'''

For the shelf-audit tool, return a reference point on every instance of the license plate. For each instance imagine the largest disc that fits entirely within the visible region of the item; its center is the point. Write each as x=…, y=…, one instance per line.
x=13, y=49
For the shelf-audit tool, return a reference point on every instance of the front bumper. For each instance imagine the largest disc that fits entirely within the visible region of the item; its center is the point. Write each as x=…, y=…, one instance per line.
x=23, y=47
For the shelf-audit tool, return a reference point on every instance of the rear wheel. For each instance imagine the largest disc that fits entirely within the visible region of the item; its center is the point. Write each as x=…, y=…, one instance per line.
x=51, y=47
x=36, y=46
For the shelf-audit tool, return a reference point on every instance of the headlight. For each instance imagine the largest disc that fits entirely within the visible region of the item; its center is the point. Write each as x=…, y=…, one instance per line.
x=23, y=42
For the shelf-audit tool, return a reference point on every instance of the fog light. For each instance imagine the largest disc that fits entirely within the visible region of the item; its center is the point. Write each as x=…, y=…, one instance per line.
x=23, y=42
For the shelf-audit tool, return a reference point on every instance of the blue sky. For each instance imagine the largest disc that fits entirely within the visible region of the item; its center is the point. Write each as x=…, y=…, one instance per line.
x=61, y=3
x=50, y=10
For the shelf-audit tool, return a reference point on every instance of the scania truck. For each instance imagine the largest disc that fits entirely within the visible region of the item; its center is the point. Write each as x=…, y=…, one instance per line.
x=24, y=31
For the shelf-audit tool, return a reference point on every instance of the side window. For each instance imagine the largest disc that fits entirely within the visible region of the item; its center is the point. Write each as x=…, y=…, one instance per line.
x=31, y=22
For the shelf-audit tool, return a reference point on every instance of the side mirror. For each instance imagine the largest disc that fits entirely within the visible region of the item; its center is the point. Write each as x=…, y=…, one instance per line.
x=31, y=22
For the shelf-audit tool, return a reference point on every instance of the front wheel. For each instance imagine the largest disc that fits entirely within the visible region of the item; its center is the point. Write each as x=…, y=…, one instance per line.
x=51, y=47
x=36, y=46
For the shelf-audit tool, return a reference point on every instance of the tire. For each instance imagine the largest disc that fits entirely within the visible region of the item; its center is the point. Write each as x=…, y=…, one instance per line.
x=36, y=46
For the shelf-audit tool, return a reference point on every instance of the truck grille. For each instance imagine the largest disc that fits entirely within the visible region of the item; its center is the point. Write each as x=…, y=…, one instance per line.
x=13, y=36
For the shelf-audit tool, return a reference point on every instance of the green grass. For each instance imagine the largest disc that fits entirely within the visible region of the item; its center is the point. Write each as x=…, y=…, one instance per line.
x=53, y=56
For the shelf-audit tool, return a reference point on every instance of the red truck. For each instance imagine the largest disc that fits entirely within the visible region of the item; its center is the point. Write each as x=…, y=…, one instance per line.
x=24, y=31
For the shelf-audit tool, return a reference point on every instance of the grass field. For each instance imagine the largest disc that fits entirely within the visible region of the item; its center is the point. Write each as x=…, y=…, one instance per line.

'''

→ AIM OF THE TASK: Write out all of the material above word for word.

→ WRITTEN SOLUTION:
For the shelf-audit tool, return a reference point on every instance of the license plate. For each instance imagine the largest disc that fits entirely within the visible region of the item; its center is the point. Write each as x=…, y=…, one instance per line.
x=13, y=49
For the shelf-audit tool, return a reference point on every instance of the front bumper. For each instance imagine the largest disc that fits entirely within the visible region of the item; its center is the point. Write each as x=…, y=…, one instance per line.
x=23, y=47
For the shelf-audit tool, return a reference point on every instance of the rear wheel. For each instance imagine the largest disc that fits entirely within the visible region of the item; its center is the point. Write each as x=…, y=…, one instance per line.
x=51, y=47
x=36, y=46
For the shelf-audit tool, return a reference point on every instance of the headlight. For each instance imagine the largest disc that fits entirely within the visible region of the item; its center is the point. Write each as x=…, y=…, one instance per line.
x=23, y=42
For the shelf-audit tool, return a reference point on every instance of the fog light. For each instance imagine the largest disc that fits entirely within the visible region of the item; its center is the point. Write each as x=…, y=…, one instance per line.
x=23, y=42
For the shelf-audit tool, return a reference point on every instance of the blue sky. For each instance imagine the largest disc that fits entirely within the visible region of the item; its center is the point. Write each as x=…, y=…, one instance per line.
x=61, y=3
x=50, y=10
For the shelf-audit tool, return a reference point on every instance of the scania truck. For each instance imagine the largest disc that fits entirely within the visible region of the item; its center is the point. Write each as x=…, y=…, one instance per line.
x=24, y=31
For the shelf-audit tool, return a reference point on every instance of the side window. For each instance imagine the largest disc that fits entirely within the visible region of the item; its center is the point. Write each as x=…, y=…, one instance per line.
x=31, y=22
For the shelf-audit tool, return a reference point on every instance of the side mirror. For each instance imagine the largest disc that fits entirely within the visible region of the item; its center is the point. Write each as x=…, y=…, one instance per line.
x=31, y=22
For the shelf-audit tool, return a reference point on every instance of the front wheel. For each instance imagine the largest disc that fits entirely within the visible region of the item; its center is the point. Write each as x=…, y=…, one instance per line.
x=51, y=47
x=36, y=46
For the shelf-audit tool, return a reference point on every instance of the tire. For each instance imagine the largest disc that fits entirely within the visible region of the item; its center is the point. Write each as x=…, y=…, one instance per line.
x=36, y=46
For the shelf-audit tool, return a reference point on every instance of the truck grille. For each instance imagine the largest disc that fits entirely within the visible region of the item; its center is the point. Write each as x=…, y=…, one instance per line.
x=13, y=36
For the shelf-audit tool, return a reference point on every instance of the green grass. For each instance imagine the largest disc that fits entirely within the visible region of the item; its center is the point. Write each as x=…, y=…, one instance per line.
x=53, y=56
For the shelf-audit tool, return a reference point on every instance of the red truck. For each instance imagine the largest disc that fits entirely within the visible region of the item; its center is the point. Write each as x=…, y=…, one instance per line.
x=24, y=31
For the shelf-audit tool, return a reference point on every instance of the grass field. For each instance imagine the largest disc that fits entirely within the visible region of the item; its center is the point. Write each as x=…, y=…, one instance per line.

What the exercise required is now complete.